> Parts of the exercise
a: Rewrite the passage of the feedback issue that begins at the words "Python based environment" and stops after "for official release.", and swap "beta" for "preview" throughout.
b: Extend the feedback issue from where it stops, adding further suggestions in its own style.

> Source
--- Start ---

List of things that could have been done better and new features #142

StoneT2000 · 2021-09-05T23:43:19Z

Made this a public issue since I'm 100% sure people want to see this + also leave feedback through Github (instead of a form or Discord or Kaggle forums) and there's a lot of problems that may get forgotten before we run this competition again.

Also note, these are just suggestions from our team, the community, but aren't necessarily going to be added subject to the community, developer time etc.

Main topics I've broken problems and new features down to:

Competition / Developer Flow / Tooling
Leaderboard / Evaluation System
Visualizer
Game Design
Quality of Life
Other

Competition / Developer Flow / Tooling

Python based environment using the gym API (Pettingzoo based would be good) and that is fast. Keep the cross-language match running tool
Game constants stored in the python environment and consistently updated.
If running on kaggle, keep replays in as similar as a format as kaggle.
An open beta if possible and more channels for open feedback. One way is to make the first few weeks of competition always a beta before changes are published at the end of the first few weeks for official release.
Maintaining symmetry in a single episode and in starter kits. Asymmetry subtly presents an accessibility problem in that those who are unaware of the asymmetry may find frustration in debugging.
More levels of tutorials, depending on background and experience, and make these discoverable
Improved information discovery, especially for the API and the Specs.
Higher quality starter kits
- Properly written C++ code
- Add doc strings / comments for all functions
- Add more quality of life functions so user does not need to bother implementing some (is day / is night function)
Provide a compilation service for users who don't / can't use docker. Probably really easy to setup? Or could also just give a kaggle notebook that compiles for you
Better CLI Tool (and GUI one too)
- Less windows bugs and weird errors popping up. This probably deterred a ton of competitors who want to use windows, don't want to use WSL, and have no options.
- GUI based tool with a modular dashboard that does all the CLI tool does but more. Moreover allows competitors who aren't familiar with the CLI to compete effectively as well.
- Give warnings for incorrect use. A ton of people have issues because they use python 2 and while python 2 is getting phased out, this still happens way too often. Could just print a warning saying "hey, you need to use python version 3, try installing that with X, change default interpreter, python3 etc."
- Keep packages more minimal (will probably happen when using a python engine)
- A less broken local tournament evaluation system. Currently seems to have issues running stable for long periods of time (hopefully fixed in dimensions 6.0). Someone could probably write a better one easily with just bash.

--- End ---

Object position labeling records

--- Start ---

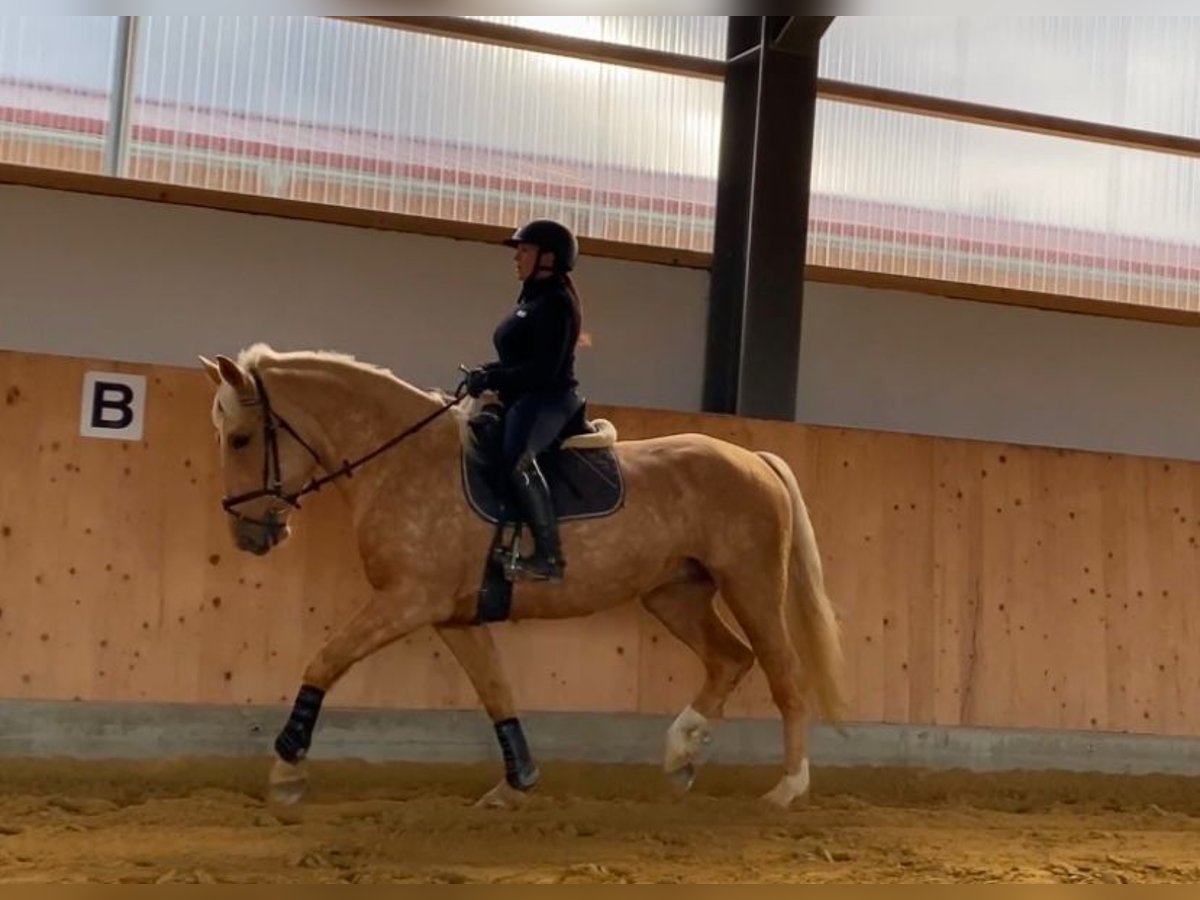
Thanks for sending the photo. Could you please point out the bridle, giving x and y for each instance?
(273, 475)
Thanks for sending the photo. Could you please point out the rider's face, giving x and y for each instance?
(526, 259)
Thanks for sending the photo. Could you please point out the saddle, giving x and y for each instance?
(581, 469)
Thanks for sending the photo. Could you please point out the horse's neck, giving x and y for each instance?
(349, 413)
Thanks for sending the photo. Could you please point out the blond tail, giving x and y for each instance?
(811, 619)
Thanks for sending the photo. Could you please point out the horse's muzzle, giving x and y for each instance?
(259, 535)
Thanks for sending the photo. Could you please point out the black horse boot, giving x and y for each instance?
(546, 563)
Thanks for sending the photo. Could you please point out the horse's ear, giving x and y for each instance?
(233, 375)
(213, 370)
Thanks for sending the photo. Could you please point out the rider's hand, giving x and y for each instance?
(477, 382)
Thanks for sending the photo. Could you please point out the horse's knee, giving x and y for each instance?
(790, 700)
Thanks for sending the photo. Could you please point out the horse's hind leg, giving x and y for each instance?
(689, 612)
(756, 598)
(475, 652)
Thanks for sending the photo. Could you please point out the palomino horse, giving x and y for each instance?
(700, 516)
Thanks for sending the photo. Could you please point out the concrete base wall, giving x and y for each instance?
(157, 731)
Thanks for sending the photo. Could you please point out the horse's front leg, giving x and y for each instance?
(475, 652)
(387, 617)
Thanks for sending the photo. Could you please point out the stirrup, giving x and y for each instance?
(533, 569)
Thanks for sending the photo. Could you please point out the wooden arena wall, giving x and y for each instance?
(979, 583)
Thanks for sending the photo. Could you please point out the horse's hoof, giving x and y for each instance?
(288, 784)
(683, 778)
(503, 796)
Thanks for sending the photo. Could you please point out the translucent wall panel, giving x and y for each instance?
(689, 35)
(911, 196)
(345, 113)
(1135, 71)
(54, 89)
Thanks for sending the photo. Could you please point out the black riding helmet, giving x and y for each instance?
(549, 237)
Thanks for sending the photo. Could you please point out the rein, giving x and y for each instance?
(273, 477)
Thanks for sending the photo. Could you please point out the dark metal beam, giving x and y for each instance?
(726, 291)
(799, 34)
(756, 292)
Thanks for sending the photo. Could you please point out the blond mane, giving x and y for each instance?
(261, 357)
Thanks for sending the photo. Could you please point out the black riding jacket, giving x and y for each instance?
(535, 342)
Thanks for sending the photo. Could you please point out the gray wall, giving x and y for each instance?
(897, 361)
(129, 280)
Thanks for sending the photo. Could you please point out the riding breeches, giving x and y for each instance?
(534, 421)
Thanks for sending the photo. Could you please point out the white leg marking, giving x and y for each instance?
(790, 787)
(685, 737)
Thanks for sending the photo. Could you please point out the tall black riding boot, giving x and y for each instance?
(546, 563)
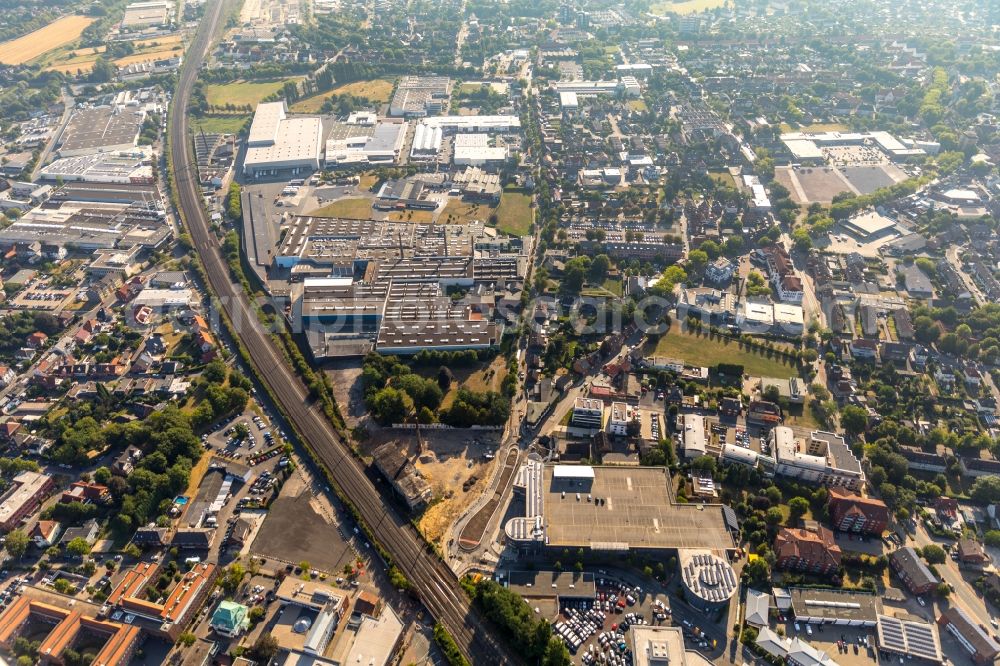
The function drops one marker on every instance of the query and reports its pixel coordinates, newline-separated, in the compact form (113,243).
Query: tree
(757,571)
(934,554)
(17,543)
(697,259)
(264,650)
(599,268)
(78,547)
(854,420)
(797,507)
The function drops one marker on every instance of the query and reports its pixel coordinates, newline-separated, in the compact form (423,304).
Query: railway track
(435,583)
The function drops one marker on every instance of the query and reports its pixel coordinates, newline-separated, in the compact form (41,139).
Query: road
(438,588)
(54,139)
(964,596)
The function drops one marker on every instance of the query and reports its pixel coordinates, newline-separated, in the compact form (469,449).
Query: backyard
(376,91)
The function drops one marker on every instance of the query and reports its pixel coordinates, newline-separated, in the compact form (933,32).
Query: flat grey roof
(637,512)
(94,128)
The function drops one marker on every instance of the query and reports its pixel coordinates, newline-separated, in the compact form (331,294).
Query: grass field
(81,61)
(41,41)
(243,93)
(686,7)
(703,350)
(515,214)
(462,212)
(415,216)
(376,90)
(219,124)
(351,209)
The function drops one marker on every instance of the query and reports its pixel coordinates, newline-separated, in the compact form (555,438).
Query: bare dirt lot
(449,460)
(295,531)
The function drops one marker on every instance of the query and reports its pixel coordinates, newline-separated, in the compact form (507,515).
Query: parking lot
(596,632)
(244,438)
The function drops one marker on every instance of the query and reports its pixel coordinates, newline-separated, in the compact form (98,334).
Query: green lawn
(351,209)
(515,214)
(219,124)
(706,351)
(243,93)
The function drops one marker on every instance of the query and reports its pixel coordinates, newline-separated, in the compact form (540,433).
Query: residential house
(809,549)
(850,512)
(912,571)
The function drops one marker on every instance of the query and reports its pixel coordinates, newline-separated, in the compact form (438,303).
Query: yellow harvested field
(56,34)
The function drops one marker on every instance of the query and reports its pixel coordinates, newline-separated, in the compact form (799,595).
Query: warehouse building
(475,150)
(130,166)
(909,638)
(278,143)
(846,608)
(381,146)
(419,96)
(101,129)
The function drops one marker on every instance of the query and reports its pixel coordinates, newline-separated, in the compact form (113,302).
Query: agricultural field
(219,124)
(705,349)
(243,93)
(686,7)
(515,215)
(462,212)
(376,90)
(351,209)
(81,61)
(58,33)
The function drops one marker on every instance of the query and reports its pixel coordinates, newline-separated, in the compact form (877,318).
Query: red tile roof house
(852,513)
(809,550)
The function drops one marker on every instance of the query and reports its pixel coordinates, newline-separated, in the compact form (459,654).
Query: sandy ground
(449,458)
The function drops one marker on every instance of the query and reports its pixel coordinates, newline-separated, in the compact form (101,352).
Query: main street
(438,588)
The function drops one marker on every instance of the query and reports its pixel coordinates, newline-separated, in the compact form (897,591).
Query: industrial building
(662,646)
(426,142)
(132,166)
(89,227)
(26,493)
(610,509)
(912,639)
(807,147)
(419,96)
(278,143)
(369,283)
(475,150)
(102,129)
(140,15)
(844,608)
(824,458)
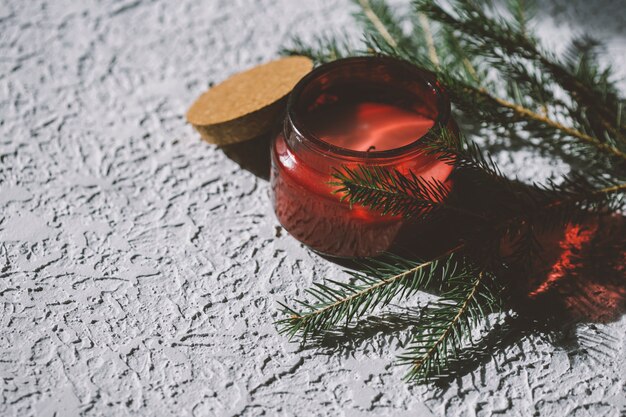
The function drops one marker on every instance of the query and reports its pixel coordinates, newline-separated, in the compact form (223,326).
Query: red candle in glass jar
(369,111)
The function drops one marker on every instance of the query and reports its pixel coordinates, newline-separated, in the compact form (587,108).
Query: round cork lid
(247,104)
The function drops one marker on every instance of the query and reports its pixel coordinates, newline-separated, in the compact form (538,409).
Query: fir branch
(446,325)
(383,281)
(377,15)
(430,42)
(392,193)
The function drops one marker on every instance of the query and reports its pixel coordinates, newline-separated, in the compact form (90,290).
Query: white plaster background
(140,267)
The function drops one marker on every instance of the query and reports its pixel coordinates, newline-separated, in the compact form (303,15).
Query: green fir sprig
(499,75)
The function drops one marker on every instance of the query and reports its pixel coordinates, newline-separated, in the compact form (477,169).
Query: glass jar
(327,113)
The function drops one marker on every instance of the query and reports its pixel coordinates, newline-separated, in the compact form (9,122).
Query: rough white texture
(140,267)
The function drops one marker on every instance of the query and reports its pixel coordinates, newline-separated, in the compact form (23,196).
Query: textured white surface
(140,267)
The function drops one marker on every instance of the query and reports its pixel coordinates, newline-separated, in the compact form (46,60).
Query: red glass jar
(355,111)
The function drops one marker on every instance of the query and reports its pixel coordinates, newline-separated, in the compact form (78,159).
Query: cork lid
(247,104)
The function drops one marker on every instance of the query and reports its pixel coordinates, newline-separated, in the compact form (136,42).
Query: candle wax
(368,126)
(308,206)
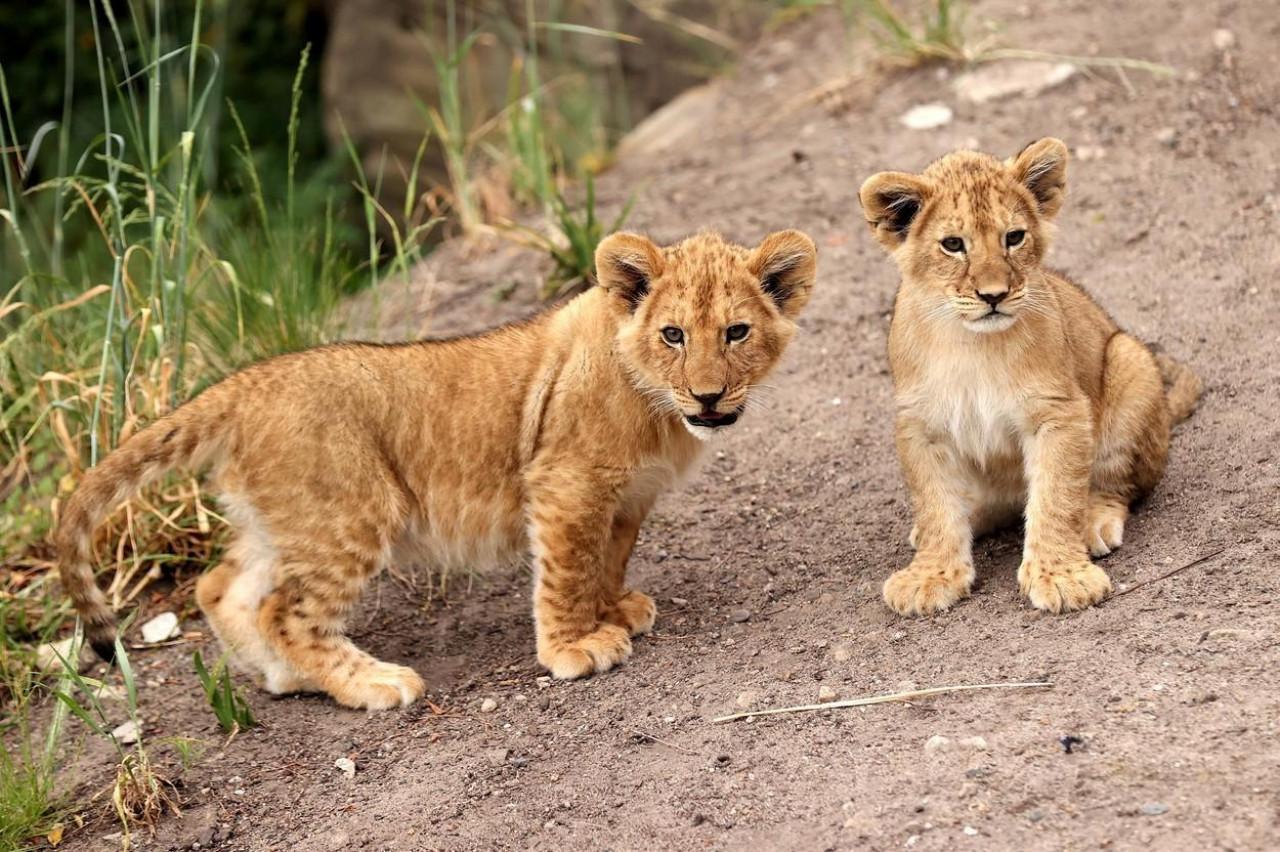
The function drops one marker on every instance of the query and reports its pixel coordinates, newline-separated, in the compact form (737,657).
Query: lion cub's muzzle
(713,418)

--- End ---

> Answers given
a:
Python based environment using the gym API (Pettingzoo based would be good) and that is fast. Keep the cross-language match running tool
Game constants stored in the python environment and consistently updated.
If running on kaggle, keep replays in as similar as a format as kaggle.
An open preview if possible and more channels for open feedback. One way is to make the first few weeks of competition always a preview before changes are published at the end of the first few weeks for official release.

b:
- More options. What's a good way to allow a ton of configurable options for a CLI tool? Pass in a json in the CLI? I've always found that super weird / clumsy but I see it happen somewhat often (e.g. kaggle's own environment package). On a GUI, this incredibly easy given we have more options with the UI to improve the user experience, minimize user errors.
- Match more closely how kaggle times your agent. E.g. using a overage concept (already implemented in next version actually)
- Play by hand. Allow one to run a match between two agents up to some turn, then take one or more over and give them the exact instructions. Probably a difficult feature to implement nicely, will require a lot of season to season programming of interfaces.

Leaderboard / Evaluation System

(Some of these might not be possible on kaggle but we may hope)

disabling old submissions. / keeping a max of k submissions active to significantly reduce clutter and increase match rate for submissions that people care about
During final evaluation, divide it into phases where each successive phase eliminates the lowest ranked agents to give more matches for higher ranked bots that more often than not need more matches to be accurately evaluated (and also have bigger stakes for medals, prizes etc.). And maybe immediately after each phase, lower the "sigma" value of agents / decrease how much your skill rating can change after each match.
A whole history type of skill rating system that weighs each match as having equal value, optimizing a vector of skill ratings (our parameters) that satisfies some equations that define a rating with respect to all other ratings and the match results
Having multiple tracks on the leaderboard for different types of solutions (RL, (ML / not RL), rule based), and maybe tag yourself by degree (middle/high school, undergrad, grad, professional), by language (python, JS, C++ etc.)

Visualizer

Less memory intensive visualizer
Flexible game annotations. See Screeps for a good example
State based visualizers and replays
Avoid last minute changes (some of them introduced some color issues)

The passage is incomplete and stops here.